(WHAT TO DO): Your copy should match the records below word for word and contain no pictures.
[[ EXERCISE INPUTS, beginning ]]
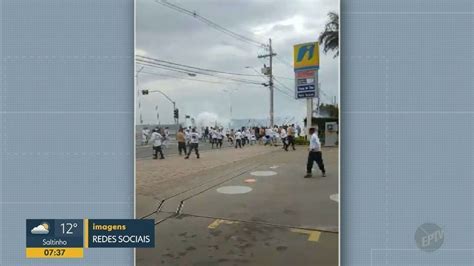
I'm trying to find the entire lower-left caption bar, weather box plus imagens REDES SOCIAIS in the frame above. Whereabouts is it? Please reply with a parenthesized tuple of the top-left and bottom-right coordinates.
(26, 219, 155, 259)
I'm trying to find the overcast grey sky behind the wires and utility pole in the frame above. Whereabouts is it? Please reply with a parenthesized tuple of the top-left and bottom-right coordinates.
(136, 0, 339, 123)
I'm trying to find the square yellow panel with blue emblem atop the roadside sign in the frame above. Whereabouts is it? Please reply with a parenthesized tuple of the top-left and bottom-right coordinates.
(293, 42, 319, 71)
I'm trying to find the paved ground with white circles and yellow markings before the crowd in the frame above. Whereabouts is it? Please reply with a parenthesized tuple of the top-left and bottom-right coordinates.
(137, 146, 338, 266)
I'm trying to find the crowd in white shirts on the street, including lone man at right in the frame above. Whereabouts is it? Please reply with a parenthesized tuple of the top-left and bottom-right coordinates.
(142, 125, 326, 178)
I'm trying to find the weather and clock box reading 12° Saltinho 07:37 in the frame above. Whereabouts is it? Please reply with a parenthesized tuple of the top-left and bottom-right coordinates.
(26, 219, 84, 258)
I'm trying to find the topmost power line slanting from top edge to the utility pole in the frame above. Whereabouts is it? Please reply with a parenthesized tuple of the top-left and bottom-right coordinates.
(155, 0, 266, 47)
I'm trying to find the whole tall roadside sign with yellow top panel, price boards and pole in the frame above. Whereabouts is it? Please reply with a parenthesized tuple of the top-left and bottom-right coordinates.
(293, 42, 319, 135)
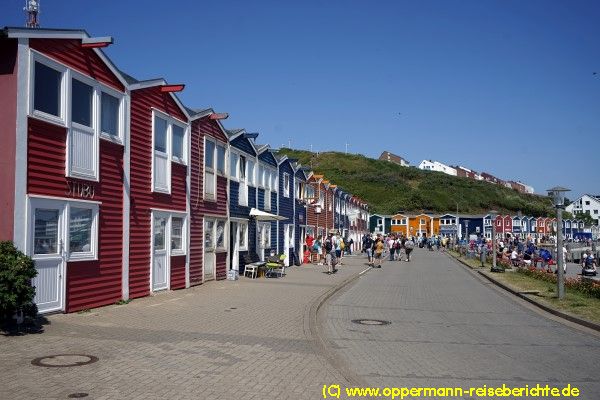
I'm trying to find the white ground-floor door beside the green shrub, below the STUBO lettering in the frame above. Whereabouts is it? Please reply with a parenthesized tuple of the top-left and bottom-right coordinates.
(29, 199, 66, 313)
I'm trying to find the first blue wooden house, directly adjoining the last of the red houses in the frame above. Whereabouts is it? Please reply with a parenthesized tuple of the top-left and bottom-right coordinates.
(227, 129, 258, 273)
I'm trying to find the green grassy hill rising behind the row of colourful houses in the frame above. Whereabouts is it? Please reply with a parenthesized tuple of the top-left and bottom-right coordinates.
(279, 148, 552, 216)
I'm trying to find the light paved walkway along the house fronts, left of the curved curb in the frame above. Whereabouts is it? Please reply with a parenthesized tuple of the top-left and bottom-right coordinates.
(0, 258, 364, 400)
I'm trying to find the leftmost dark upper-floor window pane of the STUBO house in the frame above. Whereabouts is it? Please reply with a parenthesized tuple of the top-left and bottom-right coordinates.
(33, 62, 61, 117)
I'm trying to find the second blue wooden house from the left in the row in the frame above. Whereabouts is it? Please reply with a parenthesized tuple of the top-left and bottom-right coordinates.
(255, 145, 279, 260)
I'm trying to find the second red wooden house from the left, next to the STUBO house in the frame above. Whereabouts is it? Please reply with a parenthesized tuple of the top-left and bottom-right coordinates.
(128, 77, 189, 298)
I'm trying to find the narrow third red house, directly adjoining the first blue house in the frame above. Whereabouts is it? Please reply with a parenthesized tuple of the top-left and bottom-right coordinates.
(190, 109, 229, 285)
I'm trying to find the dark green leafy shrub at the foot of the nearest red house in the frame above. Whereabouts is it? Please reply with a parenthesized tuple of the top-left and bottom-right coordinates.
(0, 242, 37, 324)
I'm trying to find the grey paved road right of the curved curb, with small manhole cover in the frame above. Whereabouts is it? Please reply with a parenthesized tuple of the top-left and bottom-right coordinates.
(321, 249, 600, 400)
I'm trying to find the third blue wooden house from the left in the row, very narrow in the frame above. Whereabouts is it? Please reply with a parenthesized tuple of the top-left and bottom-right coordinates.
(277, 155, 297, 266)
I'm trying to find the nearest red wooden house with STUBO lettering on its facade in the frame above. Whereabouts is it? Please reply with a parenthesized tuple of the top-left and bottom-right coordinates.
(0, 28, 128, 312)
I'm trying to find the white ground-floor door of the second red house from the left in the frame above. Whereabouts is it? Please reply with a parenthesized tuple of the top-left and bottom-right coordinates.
[[ EXERCISE INPUTS, end ]]
(THE ANSWER):
I'm trying to find the entire lower-left caption bar, weather box plus imagens REDES SOCIAIS in the frame above. Whereabouts is it? Please reply with a parenthesized tuple of the top-left and bottom-right coordinates.
(26, 219, 155, 259)
I'm trying to find the overcast grey sky behind the wires and utility pole in the frame above. Whereabouts is it? Please reply with a parenthesized tuple of the top-left and bottom-right coordinates.
(136, 0, 339, 123)
I'm trying to find the square yellow panel with blue emblem atop the roadside sign in the frame above. Whereabouts is it? Please reply with a parenthesized tuple of the top-left and bottom-right coordinates.
(293, 42, 319, 71)
I'm trying to find the paved ground with white circles and yellow markings before the crowd in the frame above. Whereabouts is it? Please reply with a parenthesized tuple of the top-left and bottom-right coordinates.
(137, 146, 338, 266)
I'm trying to find the crowd in white shirts on the street, including lone man at right in the frame above. Whereabouts is it? Please reply with a parenthesized tuple of the top-left and bottom-right coordinates.
(142, 125, 326, 178)
I'm trying to find the weather and clock box reading 12° Saltinho 07:37 in the frame above. Whereabouts is it? Please reply with a parenthesized tuple of the top-left and bottom-right coordinates.
(26, 219, 84, 258)
I'm trying to find the topmost power line slanting from top edge to the utility pole in the frame above. Whereabouts is it? Please reply with a parenthesized tuple of the top-left and bottom-right coordinates.
(155, 0, 266, 47)
I'm trying to find the whole tall roadside sign with yellow top panel, price boards and pole in the frame above. Whereabouts is it? Please reply with a parenthesized tuple of the top-left and bottom-right coordinates.
(293, 42, 319, 135)
I'm trying to find the white ground-floor door beside the green shrub, below the STUBO lettering in the frame above. Whereabouts is it? Please reply with a parenthesized tuple of the top-left and bottom-right coordinates.
(29, 199, 66, 313)
I'm trying to find the first blue wooden house, directly adjoining the last of the red houses in the frame above. Whereabouts is it? Please reply with a parenthesized tuple of the top-left and bottom-right coordinates.
(227, 129, 258, 273)
I'm trying to find the green grassy hill rising behind the row of colourful houses in the frame above. Whereabouts is it? Please reply with a parenthesized tuple of the top-left and bottom-right coordinates.
(279, 148, 552, 216)
I'm trying to find the light paved walkway along the house fronts, left of the curved curb in the frame above. Whereabouts is it? Please reply with a parenthesized tuple of the top-left and bottom-right coordinates.
(0, 258, 364, 400)
I'm trying to find the leftmost dark upper-floor window pane of the STUBO house in the frame above. Whereabouts is it? Please reply with a parenthesized tuple of the top-left and bottom-right coordinates.
(33, 62, 61, 117)
I'm trying to find the second blue wooden house from the left in the row in the frame above. Whereabouts is it? Please reply with a parenthesized tuple of the top-left and bottom-right coordinates.
(255, 145, 279, 260)
I'm trying to find the second red wooden house from the left, next to the STUBO house in the frame above. Whereabouts is it? Please reply with a parenthesized tuple of the top-left and bottom-right coordinates.
(128, 77, 189, 298)
I'm trying to find the narrow third red house, directly adjoining the first blue house in the frame above. Whereabouts is it? Please reply with a parenthesized tuple of the top-left and bottom-right coordinates.
(190, 109, 229, 285)
I'm trying to find the dark green leafy shrub at the foot of the nearest red house in the frame above. Whereabouts is it? Please reply with a parenthesized tuple of the top-left and bottom-right coordinates.
(0, 242, 37, 324)
I'm trying to find the grey paved road right of the curved curb, with small manhole cover in the frame above. Whereabouts is it? Please reply with a parenthesized tuple of the top-left and bottom-right coordinates.
(321, 249, 600, 400)
I'm trying to find the third blue wooden house from the left in the row, very narrow in the frame above. Whereabouts is it? Please reply with a parenthesized tuple of the top-left and bottom-right coordinates.
(277, 155, 297, 266)
I'm trying to find the nearest red wooden house with STUBO lettering on its facade in the frame above. Whereabouts is it? Please reply with a parenthesized tuple of the top-left and bottom-right coordinates.
(0, 28, 128, 312)
I'm trying to find the white ground-floor door of the second red house from the left in the frame above. Whereabouts is it? Please reply with a parenthesized tuple of the top-left and bottom-right coordinates.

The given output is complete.